Required work =
Return each line of the data below verbatim; pictures are to be left out.

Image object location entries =
● ● ● ● ● ● ●
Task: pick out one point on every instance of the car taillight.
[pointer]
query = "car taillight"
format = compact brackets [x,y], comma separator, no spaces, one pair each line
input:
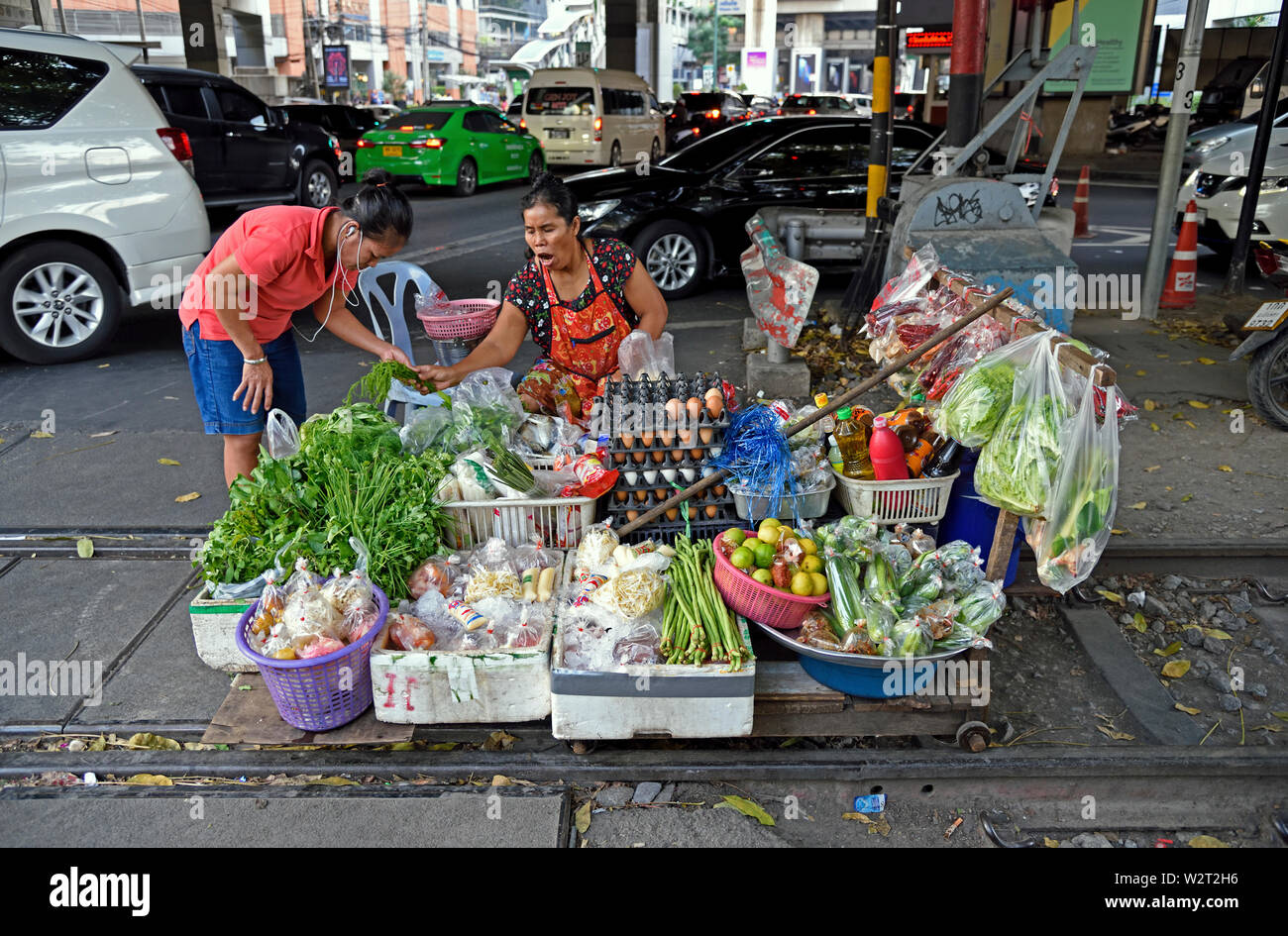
[176,142]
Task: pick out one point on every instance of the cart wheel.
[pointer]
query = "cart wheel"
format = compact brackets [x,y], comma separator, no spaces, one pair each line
[973,737]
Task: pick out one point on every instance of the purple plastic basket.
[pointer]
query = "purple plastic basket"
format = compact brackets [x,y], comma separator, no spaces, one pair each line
[308,691]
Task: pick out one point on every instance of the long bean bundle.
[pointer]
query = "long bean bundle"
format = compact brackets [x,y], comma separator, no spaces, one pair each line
[697,627]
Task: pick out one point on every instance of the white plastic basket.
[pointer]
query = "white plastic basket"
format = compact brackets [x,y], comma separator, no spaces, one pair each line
[561,522]
[918,499]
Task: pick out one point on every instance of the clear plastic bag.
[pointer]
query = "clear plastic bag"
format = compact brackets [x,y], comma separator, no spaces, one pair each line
[639,356]
[982,395]
[1080,512]
[1017,467]
[283,438]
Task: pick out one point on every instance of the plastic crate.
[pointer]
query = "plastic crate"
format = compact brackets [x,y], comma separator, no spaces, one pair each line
[918,499]
[471,318]
[561,522]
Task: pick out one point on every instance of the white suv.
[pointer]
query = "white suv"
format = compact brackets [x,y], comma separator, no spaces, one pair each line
[98,206]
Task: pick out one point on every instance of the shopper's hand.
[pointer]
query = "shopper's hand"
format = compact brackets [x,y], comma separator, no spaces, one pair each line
[257,386]
[438,377]
[395,353]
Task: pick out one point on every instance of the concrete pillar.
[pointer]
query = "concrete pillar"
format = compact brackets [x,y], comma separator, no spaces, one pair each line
[759,54]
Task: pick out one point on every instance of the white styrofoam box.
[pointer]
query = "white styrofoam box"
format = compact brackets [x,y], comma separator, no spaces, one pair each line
[652,700]
[436,687]
[214,631]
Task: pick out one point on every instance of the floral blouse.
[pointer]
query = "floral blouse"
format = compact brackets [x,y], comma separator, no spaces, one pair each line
[613,261]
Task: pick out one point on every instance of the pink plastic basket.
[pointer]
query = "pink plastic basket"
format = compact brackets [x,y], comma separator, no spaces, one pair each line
[471,318]
[758,601]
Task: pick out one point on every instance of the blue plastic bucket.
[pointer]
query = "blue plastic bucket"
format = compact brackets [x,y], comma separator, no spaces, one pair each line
[971,519]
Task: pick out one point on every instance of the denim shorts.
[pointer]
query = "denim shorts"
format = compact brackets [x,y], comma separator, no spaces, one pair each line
[217,371]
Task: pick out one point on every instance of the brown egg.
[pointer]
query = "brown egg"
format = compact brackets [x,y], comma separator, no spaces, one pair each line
[715,403]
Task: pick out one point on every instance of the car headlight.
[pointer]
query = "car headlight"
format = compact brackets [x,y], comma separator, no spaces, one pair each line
[592,211]
[1211,146]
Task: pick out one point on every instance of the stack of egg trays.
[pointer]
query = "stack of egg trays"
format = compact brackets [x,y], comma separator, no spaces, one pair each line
[635,408]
● ● ● ● ● ● ●
Response for this exercise =
Task: pick out one point on every instance of the car taillight.
[pointer]
query = "car taillight"
format = compact brackets [x,y], comma separator, no spaces, one pair each line
input:
[176,142]
Task: pick out one point on every instance of the cart wheel.
[pointer]
query = "cart wheel"
format = compact brackets [x,y], comma separator, no spaces, one pair each line
[973,737]
Task: pick out one point on every instance of the purple plastic basket.
[pointer]
query = "purple plastic basket"
format = compact brackets [x,y], comma separator, no spaces, one pair each line
[308,691]
Task: pick out one point on every instance of the long bean bundle.
[pointer]
query = "long bean bundle"
format = compact brackets [x,y], comma separator, no spaces, one pair each line
[697,627]
Task: pick out one point on every instance of the white plastic basket.
[pointer]
query = "white plastic basket"
format = compact brackets [x,y], comma separator, no spaces, one pair each line
[561,522]
[918,499]
Task: pick out one point on every instance of the clear plastic bag.
[pointer]
query = "clear plastic bag"
format = compact brackets [x,y], comma separator, no spaces, one pair each line
[639,356]
[982,395]
[1080,512]
[1017,467]
[283,438]
Task: pick out one point on every instance of the plastic crate.
[pointer]
query = "plastic crate"
format = compact brackets [x,y], comma separator, no spaces, one pair each line
[918,499]
[471,318]
[561,522]
Task: pick out one point on every instance of the white suv.
[pointer]
query = "white suv"
format = compact brackets [x,y], comma separator, no spaces, one pair each line
[98,206]
Task: pick out one point on every instance of the shopper's hand.
[pointer]
query = "shopper's hand"
format = compact brackets [x,y], comma separator, no spaces, one pair each line
[257,386]
[438,377]
[395,353]
Task: pick out one point on every instance of the concrete pillar.
[pointer]
query = "concrete pillar"
format = compact brackets [x,y], comma separator, no spaces, one pair each line
[759,54]
Task: pick out one point on every instance of the white styrofoam box.
[pointer]
query = "white styrofoam box"
format = compact brackets [x,y], comma separator, no spaces, one pair each line
[652,700]
[436,687]
[214,631]
Task: pick out one point on every instance of the floral blouse.
[pointer]
query = "floral blouse"
format = compact brackets [x,y], comma separator, no spaces, one pair each line
[613,261]
Task: pick out one point on every instance of the pink plastic basket.
[pointer]
query = "pink plastic basket"
format = compact brackets [x,y], comma separator, no spaces, one pair each line
[471,318]
[758,601]
Task: pick out one point on every instance of the blue plastic bucket.
[pointer]
query = "blue plastic bucket"
format = compact brackets [x,y], comma separator, no spaces, one pair each line
[971,519]
Task: pick out one point on every instance of the denim shorts.
[pointer]
query = "denim shorts"
format = compact brackets [x,y], comma separator, no spaces, one pair each line
[217,371]
Task: pick out one point on every instance of the brown egg.
[pointer]
query = "brown egg"
format = compact brackets [x,y], comma separator, no spaces, one pair each line
[715,403]
Task: pick out one point on every instance of the car headlight.
[pointer]
query = "car headlight"
format = compact brackets [x,y], comma separator, no spaces, one pair each line
[592,211]
[1211,146]
Task: pick out one point on every instance of the stack of egg trays.
[pointer]
query = "stack of egg trays"
format = compact brackets [x,y], comma separator, no spaces, one pair each line
[635,408]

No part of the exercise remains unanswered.